[What you need to do]
[a] Reproduce the Great Swordsman article below word for word, in full.
[b] Update the records below by changing each "knuckle" to "fingernail" and leaving every other part of them untouched.

[Given passage]
---*---

- Title screen
- Developer(s): Allumer
- Publisher(s): JP: Taito; NA: Romstar;
- Platform(s): Arcade
- Release: JP: September 1984; NA: June 1985;
- Genre(s): Fighting game
- Mode(s): Up to 2 players simultaneously

= Great Swordsman =

1984 video game

Great Swordsman (グレートソードマン) is an arcade fighting game developed by Allumer and published by Taito in 1984. In 2005, it was later included in Taito Legends.

==Gameplay==
In Great Swordsman, one or two players can play while taking turns. Players control with two-way joystick and three buttons that have varying hit levels which creates different level attacks. Like in Data East's Karate Champ, buttons must be held. If they are released, the characters will revert to their standing animation. Moves can be defended against by intercepting the opponents weapons.

---*---

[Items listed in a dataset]
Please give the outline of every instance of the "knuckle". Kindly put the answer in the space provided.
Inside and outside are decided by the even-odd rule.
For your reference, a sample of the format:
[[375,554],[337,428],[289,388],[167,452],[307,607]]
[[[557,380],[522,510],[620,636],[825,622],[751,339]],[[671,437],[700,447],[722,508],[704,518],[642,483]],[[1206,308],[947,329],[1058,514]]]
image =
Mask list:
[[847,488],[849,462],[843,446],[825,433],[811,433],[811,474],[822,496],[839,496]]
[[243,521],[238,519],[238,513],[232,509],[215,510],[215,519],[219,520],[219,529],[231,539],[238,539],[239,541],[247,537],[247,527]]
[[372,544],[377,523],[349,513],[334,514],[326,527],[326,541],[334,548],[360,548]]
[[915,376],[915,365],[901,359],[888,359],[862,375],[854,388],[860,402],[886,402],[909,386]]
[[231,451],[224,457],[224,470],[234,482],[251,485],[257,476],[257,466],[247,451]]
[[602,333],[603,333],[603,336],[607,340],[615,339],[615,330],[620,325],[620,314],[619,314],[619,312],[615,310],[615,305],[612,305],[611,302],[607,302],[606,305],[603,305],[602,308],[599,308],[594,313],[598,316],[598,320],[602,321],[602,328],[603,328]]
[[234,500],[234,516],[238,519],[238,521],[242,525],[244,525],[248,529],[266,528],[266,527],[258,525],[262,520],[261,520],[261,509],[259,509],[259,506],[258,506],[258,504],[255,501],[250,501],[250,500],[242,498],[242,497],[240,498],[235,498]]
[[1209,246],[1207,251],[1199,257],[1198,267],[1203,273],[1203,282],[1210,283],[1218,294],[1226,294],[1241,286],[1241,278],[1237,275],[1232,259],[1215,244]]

---*---

[List of solutions]
[a]
- Title screen
- Developer(s): Allumer
- Publisher(s): JP: Taito; NA: Romstar;
- Platform(s): Arcade
- Release: JP: September 1984; NA: June 1985;
- Genre(s): Fighting game
- Mode(s): Up to 2 players simultaneously

= Great Swordsman =

1984 video game

Great Swordsman (グレートソードマン) is an arcade fighting game developed by Allumer and published by Taito in 1984. In 2005, it was later included in Taito Legends.

==Gameplay==
In Great Swordsman, one or two players can play while taking turns. Players control with two-way joystick and three buttons that have varying hit levels which creates different level attacks. Like in Data East's Karate Champ, buttons must be held. If they are released, the characters will revert to their standing animation. Moves can be defended against by intercepting the opponents weapons.

[b]
Please give the outline of every instance of the "fingernail". Kindly put the answer in the space provided.
Inside and outside are decided by the even-odd rule.
For your reference, a sample of the format:
[[375,554],[337,428],[289,388],[167,452],[307,607]]
[[[557,380],[522,510],[620,636],[825,622],[751,339]],[[671,437],[700,447],[722,508],[704,518],[642,483]],[[1206,308],[947,329],[1058,514]]]
image =
Mask list:
[[847,488],[849,462],[843,446],[825,433],[811,433],[811,474],[822,496],[839,496]]
[[243,521],[238,519],[238,513],[232,509],[215,510],[215,519],[219,520],[219,529],[231,539],[238,539],[239,541],[247,537],[247,527]]
[[372,544],[377,523],[349,513],[334,514],[326,527],[326,541],[334,548],[360,548]]
[[915,376],[915,365],[901,359],[888,359],[862,375],[854,388],[860,402],[886,402],[909,386]]
[[231,451],[224,457],[224,470],[234,482],[251,485],[257,476],[257,466],[247,451]]
[[602,333],[603,333],[603,336],[607,340],[615,339],[615,330],[620,325],[620,314],[619,314],[619,312],[615,310],[615,305],[612,305],[611,302],[607,302],[606,305],[603,305],[602,308],[599,308],[594,313],[598,316],[598,320],[602,321],[602,328],[603,328]]
[[234,500],[234,516],[238,519],[238,521],[242,525],[244,525],[248,529],[266,528],[266,527],[258,525],[262,520],[261,520],[261,509],[259,509],[259,506],[258,506],[258,504],[255,501],[250,501],[250,500],[242,498],[242,497],[240,498],[235,498]]
[[1209,246],[1207,251],[1199,257],[1198,267],[1203,273],[1203,282],[1210,283],[1218,294],[1226,294],[1241,286],[1241,278],[1237,275],[1232,259],[1215,244]]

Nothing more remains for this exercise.